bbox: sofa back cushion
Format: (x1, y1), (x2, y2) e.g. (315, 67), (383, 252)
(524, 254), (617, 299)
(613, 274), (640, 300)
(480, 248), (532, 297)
###
WORK REQUIRED | Reproduce every line of the material above exactly.

RESULT FOR THIS EXERCISE |
bbox: sofa back cushion
Format: (x1, y1), (x2, y2) e.g. (315, 67), (383, 252)
(524, 254), (617, 299)
(613, 274), (640, 300)
(480, 248), (532, 297)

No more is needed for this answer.